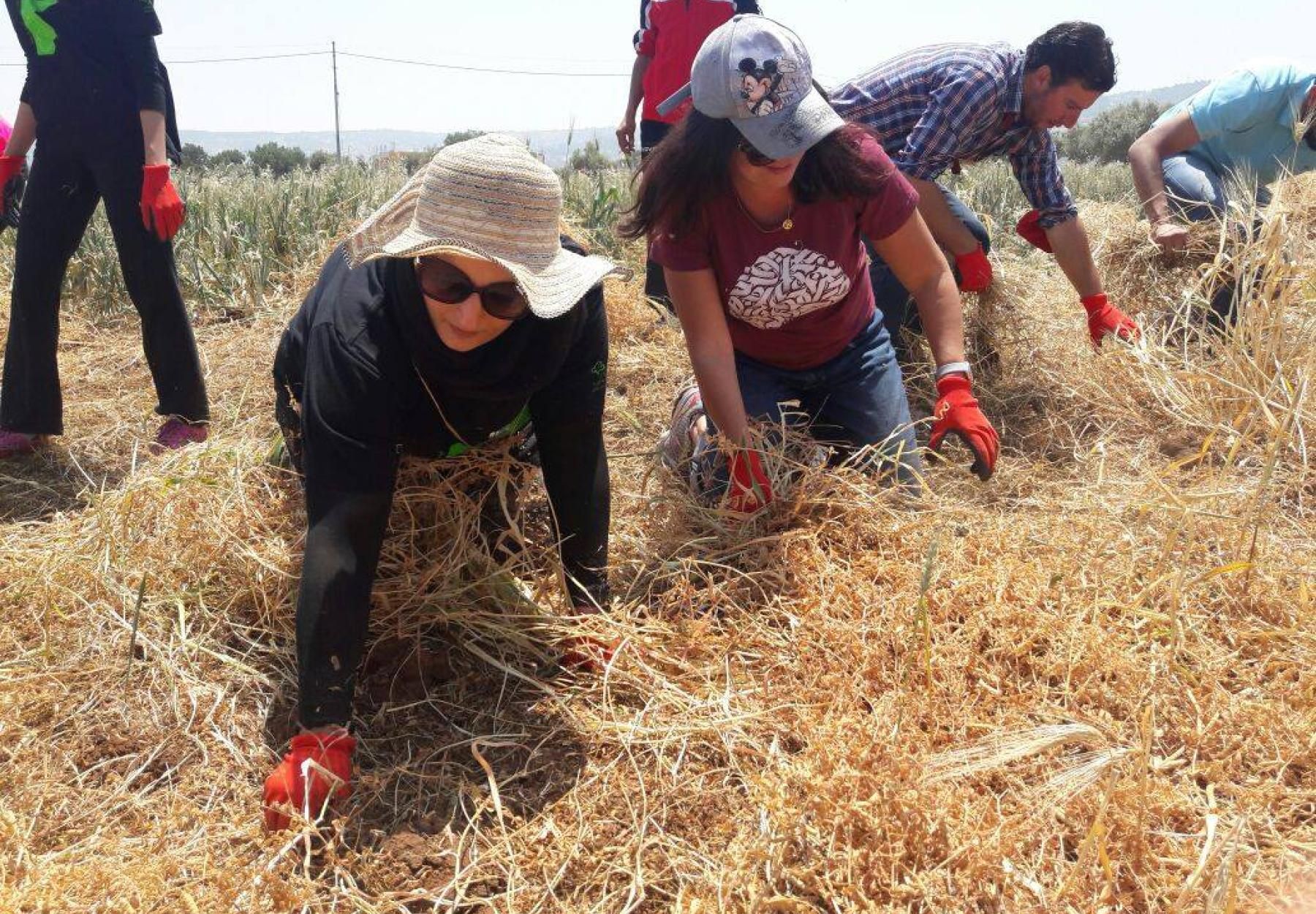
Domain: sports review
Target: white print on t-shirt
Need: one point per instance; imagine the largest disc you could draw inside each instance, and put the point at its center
(784, 284)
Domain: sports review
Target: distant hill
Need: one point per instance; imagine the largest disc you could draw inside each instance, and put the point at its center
(556, 146)
(1166, 95)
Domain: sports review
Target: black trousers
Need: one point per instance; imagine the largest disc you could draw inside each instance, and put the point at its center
(656, 284)
(69, 177)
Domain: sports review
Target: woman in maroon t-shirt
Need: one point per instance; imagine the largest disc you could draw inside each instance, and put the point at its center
(756, 205)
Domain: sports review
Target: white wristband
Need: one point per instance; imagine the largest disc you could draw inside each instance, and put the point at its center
(952, 368)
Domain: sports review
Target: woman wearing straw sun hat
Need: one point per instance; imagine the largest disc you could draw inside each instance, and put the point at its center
(452, 317)
(756, 205)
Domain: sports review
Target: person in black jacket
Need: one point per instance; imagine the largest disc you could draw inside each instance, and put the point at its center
(98, 98)
(452, 317)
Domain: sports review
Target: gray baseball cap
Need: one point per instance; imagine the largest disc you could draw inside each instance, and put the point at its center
(756, 72)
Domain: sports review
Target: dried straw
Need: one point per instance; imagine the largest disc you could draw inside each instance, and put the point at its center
(814, 711)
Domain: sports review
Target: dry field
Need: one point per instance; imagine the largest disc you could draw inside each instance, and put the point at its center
(1089, 685)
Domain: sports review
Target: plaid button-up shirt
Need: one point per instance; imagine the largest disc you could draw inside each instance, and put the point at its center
(940, 105)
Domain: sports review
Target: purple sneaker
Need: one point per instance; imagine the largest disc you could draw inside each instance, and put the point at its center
(678, 442)
(178, 434)
(18, 444)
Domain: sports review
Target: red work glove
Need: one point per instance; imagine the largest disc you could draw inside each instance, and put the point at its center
(750, 488)
(1032, 232)
(316, 764)
(162, 207)
(1105, 317)
(11, 166)
(974, 271)
(586, 654)
(958, 414)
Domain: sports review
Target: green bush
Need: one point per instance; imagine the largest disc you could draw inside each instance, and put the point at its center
(276, 159)
(194, 156)
(227, 157)
(1108, 136)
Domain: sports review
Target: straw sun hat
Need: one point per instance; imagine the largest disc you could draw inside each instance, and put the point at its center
(487, 198)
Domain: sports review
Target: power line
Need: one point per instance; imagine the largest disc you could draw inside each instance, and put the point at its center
(217, 59)
(434, 65)
(466, 69)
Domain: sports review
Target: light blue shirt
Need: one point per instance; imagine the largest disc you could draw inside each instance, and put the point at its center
(1249, 120)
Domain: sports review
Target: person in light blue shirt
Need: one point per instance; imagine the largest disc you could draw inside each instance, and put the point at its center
(1250, 126)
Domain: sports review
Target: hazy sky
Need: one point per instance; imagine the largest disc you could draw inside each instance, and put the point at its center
(1157, 44)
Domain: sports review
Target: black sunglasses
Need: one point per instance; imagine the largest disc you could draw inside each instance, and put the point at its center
(444, 282)
(755, 157)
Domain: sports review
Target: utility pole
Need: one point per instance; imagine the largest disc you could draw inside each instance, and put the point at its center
(337, 135)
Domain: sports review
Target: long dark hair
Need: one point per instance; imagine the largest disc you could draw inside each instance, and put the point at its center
(691, 166)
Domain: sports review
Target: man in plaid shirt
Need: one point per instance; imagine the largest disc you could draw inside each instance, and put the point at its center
(937, 107)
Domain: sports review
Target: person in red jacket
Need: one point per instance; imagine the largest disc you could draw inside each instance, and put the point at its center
(98, 98)
(669, 37)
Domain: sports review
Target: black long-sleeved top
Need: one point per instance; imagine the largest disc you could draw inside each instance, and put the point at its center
(92, 65)
(352, 358)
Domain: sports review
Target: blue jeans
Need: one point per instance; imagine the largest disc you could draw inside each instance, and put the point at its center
(855, 399)
(1197, 189)
(893, 298)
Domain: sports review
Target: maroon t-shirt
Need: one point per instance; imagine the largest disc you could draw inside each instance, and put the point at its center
(794, 298)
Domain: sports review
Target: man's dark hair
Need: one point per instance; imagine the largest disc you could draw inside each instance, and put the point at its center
(1074, 50)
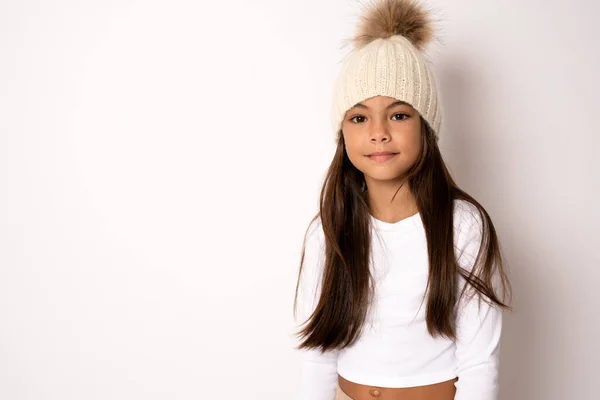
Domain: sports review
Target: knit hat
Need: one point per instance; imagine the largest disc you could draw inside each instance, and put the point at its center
----
TASK ITEM:
Copy every line of the data that holds the string "dark".

TASK ANSWER:
Target: long dark hair
Target: man's dark hair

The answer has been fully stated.